DATA LISTING:
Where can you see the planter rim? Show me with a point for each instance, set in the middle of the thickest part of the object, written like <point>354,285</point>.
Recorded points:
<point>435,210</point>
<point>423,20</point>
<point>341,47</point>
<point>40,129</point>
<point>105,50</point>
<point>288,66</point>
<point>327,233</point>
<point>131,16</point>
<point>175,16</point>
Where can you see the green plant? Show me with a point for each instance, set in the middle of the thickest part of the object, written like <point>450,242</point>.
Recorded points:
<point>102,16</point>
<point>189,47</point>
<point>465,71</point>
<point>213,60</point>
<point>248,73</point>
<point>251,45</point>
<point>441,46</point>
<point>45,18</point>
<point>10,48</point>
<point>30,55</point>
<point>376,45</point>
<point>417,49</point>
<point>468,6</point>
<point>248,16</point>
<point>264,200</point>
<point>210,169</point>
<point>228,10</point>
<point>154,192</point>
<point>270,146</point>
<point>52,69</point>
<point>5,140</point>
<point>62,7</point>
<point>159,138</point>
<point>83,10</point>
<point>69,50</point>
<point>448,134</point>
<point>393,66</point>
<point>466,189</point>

AIM: Return all of the items above, reproducing every line verbatim and in the original order.

RESPONSE:
Where can you see the planter rim? Show me with a point for each instance, set in the middle of the thickest part of the object, written like <point>354,285</point>.
Recorded points:
<point>435,210</point>
<point>423,20</point>
<point>341,47</point>
<point>40,129</point>
<point>105,50</point>
<point>288,66</point>
<point>327,233</point>
<point>131,16</point>
<point>175,16</point>
Where can you see the green plant? Show me with a point for each instance, set in the middle of the thickest part of the object, written like <point>450,242</point>.
Recorded points:
<point>102,16</point>
<point>189,47</point>
<point>465,71</point>
<point>213,60</point>
<point>248,73</point>
<point>251,45</point>
<point>441,46</point>
<point>45,18</point>
<point>10,48</point>
<point>30,55</point>
<point>376,45</point>
<point>417,49</point>
<point>468,6</point>
<point>248,16</point>
<point>264,200</point>
<point>210,169</point>
<point>228,10</point>
<point>154,192</point>
<point>270,146</point>
<point>52,69</point>
<point>5,140</point>
<point>62,7</point>
<point>159,138</point>
<point>83,10</point>
<point>69,50</point>
<point>448,134</point>
<point>393,66</point>
<point>466,189</point>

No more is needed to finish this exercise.